● **Цель задания a**
Определите, согласуются ли с отрывком о Гейне утверждения (i) обелиск прежде стоял у Луксорского храма, (ii) по словам Гейне, обелиск прочно стоит на своем пьедестале, (iii) определение «придворные актеры господа бога» Гейне дает в «Лютеции». На каждое ответьте «да» или «нет» и приведите решающие слова отрывка точной цитатой.

● **Исходный отрывок**
Настоящее дается как беспрерывное движение, которое, конечно, симпатичней Гейне, чем немецкий политический застой. Но в результате этого движения настоящее во Франции совершенно призрачно, любая форма стабильности и идентичности исчезает[253]. Парадоксально, настоящее вообще не имеет формы. В «Лютеции» Гейне пишет, что в этой стране «все шатается, даже Луксорский обелиск». «Это не гипербола, но буквальная истина — уже несколько месяцев здесь идут разговоры о том, что обелиск нетвердо стоит на своем пьедестале, что по временам он покачивается и в одно прекрасное утро свалится на голову людям, которые будут проходить мимо» (8: 153).

В рассуждениях об обелиске Гейне разворачивает дихотомию исторического сознания. Ведь до этого обелиск стоял у Луксорского храма и был подобен гробнице, заключающей в себе «вымершую мудрость прошлого, высохшие трупы царей, набальзамированную смерть» (8: 153). Из Египта он был перенесен прямо на площадь Людовика XV, где был казнен Людовик XVI, где «началось новое время и где святотатственный топор насильственно отсек его от прошлого» (8: 154). Обелиск переселился из замершего прошлого в тотальную нестабильность современности.

Поскольку во Франции разрушено прошлое, но не существует настоящего, единственная возможность создать иллюзию идентичности — это театр с его набором легко сменяемых масок. В письмах «О французской сцене», где он дает французам знаменитое определение — «придворные актеры господа бога» (7: 277), он разворачивает барочную метафору истории, как она являет себя во Франции:

Француз — автор комедии — напоминает мне порой обезьяну, которая сидит на развалинах опустошенного города и строит гримасы, смеется и скалит зубы, когда из обрушившейся арки собора выглядывает голова настоящей лисы, когда в бывшем будуаре королевской любовницы разрешается от бремени настоящая свинья, или когда на зубчатой крыше ратуши вороны важно слетаются на совет, или когда гиена откапывает старые кости в королевском склепе (7: 247).

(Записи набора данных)

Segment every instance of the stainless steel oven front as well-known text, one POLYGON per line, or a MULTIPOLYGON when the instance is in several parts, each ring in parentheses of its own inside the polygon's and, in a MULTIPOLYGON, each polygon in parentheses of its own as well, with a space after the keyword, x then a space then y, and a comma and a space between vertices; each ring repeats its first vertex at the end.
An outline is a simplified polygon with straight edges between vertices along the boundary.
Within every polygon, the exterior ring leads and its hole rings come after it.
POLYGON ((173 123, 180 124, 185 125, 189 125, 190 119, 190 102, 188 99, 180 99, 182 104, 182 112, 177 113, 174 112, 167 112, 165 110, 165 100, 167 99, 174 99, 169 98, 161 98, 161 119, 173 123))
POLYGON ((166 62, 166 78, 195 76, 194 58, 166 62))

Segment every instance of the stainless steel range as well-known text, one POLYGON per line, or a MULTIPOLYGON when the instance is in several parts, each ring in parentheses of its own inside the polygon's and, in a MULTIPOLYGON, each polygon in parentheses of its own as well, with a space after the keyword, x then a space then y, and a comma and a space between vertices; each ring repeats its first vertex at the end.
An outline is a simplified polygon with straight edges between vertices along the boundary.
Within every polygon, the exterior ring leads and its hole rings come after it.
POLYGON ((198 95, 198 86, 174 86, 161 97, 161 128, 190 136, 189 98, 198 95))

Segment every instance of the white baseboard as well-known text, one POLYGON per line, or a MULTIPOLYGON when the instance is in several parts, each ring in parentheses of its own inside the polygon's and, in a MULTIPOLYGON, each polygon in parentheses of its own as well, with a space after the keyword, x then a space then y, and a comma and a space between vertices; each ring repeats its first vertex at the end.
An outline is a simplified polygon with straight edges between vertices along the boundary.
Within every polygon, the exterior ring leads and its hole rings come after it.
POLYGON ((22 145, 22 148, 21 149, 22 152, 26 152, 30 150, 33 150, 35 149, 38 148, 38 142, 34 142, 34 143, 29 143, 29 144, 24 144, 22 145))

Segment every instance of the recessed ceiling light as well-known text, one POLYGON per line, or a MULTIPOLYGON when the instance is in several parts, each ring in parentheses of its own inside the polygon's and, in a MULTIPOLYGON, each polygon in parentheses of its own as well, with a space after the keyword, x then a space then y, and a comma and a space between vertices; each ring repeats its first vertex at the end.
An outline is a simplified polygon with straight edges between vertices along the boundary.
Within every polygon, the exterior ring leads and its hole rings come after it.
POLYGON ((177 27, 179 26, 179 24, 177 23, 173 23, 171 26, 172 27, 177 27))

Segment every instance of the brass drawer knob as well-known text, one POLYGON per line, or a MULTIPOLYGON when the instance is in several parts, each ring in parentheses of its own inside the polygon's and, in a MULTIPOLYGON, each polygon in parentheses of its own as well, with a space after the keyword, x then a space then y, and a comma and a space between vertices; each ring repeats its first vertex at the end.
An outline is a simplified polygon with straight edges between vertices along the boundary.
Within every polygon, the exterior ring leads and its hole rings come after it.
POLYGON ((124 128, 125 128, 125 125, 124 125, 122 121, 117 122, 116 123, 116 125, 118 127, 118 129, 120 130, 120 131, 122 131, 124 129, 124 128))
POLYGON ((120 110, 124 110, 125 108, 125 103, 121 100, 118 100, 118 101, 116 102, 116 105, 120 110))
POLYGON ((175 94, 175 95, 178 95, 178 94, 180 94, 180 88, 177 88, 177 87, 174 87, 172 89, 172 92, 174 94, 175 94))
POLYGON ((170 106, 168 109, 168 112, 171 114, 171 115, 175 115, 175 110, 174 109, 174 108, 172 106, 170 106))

...

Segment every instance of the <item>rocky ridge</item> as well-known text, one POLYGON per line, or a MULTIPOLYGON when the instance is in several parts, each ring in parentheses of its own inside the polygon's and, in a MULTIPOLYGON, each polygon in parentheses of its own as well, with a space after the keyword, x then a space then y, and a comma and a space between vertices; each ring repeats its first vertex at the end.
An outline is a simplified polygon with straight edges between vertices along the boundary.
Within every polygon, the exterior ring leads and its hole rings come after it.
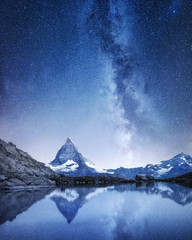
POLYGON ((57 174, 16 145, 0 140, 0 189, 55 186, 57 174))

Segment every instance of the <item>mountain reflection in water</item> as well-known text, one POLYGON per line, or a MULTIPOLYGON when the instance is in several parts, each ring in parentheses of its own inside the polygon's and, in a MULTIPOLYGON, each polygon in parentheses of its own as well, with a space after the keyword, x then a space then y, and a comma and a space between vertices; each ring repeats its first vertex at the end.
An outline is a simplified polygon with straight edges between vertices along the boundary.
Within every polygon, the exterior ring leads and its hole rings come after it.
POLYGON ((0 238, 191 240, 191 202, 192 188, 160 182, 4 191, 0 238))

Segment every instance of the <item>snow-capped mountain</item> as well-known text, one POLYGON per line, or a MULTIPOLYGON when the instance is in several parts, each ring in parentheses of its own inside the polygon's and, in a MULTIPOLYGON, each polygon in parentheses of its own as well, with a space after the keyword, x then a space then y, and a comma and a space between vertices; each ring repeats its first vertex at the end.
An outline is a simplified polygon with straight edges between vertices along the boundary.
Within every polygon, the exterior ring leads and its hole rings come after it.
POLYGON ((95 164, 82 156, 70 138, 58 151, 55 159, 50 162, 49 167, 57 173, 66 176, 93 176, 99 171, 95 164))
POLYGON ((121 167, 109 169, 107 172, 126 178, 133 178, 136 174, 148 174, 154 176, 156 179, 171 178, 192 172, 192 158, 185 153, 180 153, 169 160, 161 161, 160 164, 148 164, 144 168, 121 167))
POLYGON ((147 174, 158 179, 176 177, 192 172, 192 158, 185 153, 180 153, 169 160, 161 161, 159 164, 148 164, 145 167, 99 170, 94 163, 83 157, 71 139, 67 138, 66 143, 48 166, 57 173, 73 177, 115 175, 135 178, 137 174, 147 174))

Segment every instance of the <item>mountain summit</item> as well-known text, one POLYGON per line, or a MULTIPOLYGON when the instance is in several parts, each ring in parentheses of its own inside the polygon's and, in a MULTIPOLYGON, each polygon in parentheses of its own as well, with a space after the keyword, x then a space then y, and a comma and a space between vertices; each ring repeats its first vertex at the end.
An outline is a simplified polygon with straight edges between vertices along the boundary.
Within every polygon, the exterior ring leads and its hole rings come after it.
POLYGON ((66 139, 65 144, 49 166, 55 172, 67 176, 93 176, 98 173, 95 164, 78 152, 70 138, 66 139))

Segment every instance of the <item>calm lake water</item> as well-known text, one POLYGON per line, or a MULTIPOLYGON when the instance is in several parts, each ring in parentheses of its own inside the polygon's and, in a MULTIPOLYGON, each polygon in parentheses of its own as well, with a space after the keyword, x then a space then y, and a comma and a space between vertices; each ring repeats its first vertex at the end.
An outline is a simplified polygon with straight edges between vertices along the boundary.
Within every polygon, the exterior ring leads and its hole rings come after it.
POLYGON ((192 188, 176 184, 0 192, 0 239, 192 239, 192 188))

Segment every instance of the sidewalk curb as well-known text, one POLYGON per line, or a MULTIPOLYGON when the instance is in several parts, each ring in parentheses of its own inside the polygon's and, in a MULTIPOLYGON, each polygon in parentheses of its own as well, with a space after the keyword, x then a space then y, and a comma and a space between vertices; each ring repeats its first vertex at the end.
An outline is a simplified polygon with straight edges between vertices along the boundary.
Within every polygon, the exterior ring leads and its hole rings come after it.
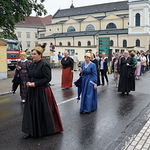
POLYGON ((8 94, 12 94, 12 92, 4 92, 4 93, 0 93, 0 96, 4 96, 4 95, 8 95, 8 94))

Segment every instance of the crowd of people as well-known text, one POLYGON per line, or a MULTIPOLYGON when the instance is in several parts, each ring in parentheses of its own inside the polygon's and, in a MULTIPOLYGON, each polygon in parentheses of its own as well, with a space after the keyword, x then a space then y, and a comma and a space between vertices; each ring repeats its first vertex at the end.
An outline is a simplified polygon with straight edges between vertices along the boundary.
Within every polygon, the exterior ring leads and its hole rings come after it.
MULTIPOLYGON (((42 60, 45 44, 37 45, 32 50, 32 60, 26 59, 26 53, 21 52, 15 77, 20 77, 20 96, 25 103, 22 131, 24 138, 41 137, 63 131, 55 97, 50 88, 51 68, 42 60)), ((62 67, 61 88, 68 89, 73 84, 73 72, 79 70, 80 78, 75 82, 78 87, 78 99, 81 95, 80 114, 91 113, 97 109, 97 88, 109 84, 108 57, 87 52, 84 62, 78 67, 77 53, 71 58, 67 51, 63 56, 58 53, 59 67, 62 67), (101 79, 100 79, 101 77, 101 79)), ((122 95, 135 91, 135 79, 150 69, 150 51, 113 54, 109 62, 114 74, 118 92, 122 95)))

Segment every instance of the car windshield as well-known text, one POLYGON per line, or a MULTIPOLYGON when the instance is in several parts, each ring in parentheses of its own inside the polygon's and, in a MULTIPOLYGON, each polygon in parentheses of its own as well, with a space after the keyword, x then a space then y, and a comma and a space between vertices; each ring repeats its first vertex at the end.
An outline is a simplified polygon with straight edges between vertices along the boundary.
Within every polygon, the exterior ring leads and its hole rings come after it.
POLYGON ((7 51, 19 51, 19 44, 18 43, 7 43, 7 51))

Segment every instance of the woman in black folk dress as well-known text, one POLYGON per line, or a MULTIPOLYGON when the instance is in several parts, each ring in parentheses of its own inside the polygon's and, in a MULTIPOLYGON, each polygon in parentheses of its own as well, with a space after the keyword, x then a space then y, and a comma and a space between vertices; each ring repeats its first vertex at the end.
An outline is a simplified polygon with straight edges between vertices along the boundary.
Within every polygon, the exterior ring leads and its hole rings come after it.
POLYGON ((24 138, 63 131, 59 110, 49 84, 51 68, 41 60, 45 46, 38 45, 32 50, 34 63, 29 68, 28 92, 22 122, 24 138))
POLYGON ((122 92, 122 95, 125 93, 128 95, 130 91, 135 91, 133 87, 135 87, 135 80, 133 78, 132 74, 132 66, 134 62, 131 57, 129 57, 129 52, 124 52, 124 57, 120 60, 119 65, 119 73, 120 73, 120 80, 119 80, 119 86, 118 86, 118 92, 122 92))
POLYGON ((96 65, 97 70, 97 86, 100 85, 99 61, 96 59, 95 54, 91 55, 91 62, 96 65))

● **Цель задания b**
Перепишите в виде таблицы Markdown строки записей от строки с «Segment every instance of the white» до строки с «POLYGON ((22 145, 22» включительно, пропустив пустые. В столбце «Номер» укажите порядковый номер строки, в столбце «Содержание» — саму строку.

● **Полный ответ a**
(i) Да: «до этого обелиск стоял у Луксорского храма».
(ii) Нет: «обелиск нетвердо стоит на своем пьедестале».
(iii) Нет: «В письмах «О французской сцене», где он дает французам знаменитое определение — «придворные актеры господа бога»».

● **Полный ответ b**
| Номер | Содержание |
|---|---|
| 1 | Segment every instance of the white baseboard as well-known text, one POLYGON per line, or a MULTIPOLYGON when the instance is in several parts, each ring in parentheses of its own inside the polygon's and, in a MULTIPOLYGON, each polygon in parentheses of its own as well, with a space after the keyword, x then a space then y, and a comma and a space between vertices; each ring repeats its first vertex at the end. |
| 2 | An outline is a simplified polygon with straight edges between vertices along the boundary. |
| 3 | Within every polygon, the exterior ring leads and its hole rings come after it. |
| 4 | POLYGON ((22 145, 22 148, 21 149, 22 152, 26 152, 30 150, 33 150, 35 149, 38 148, 38 142, 34 142, 34 143, 29 143, 29 144, 24 144, 22 145)) |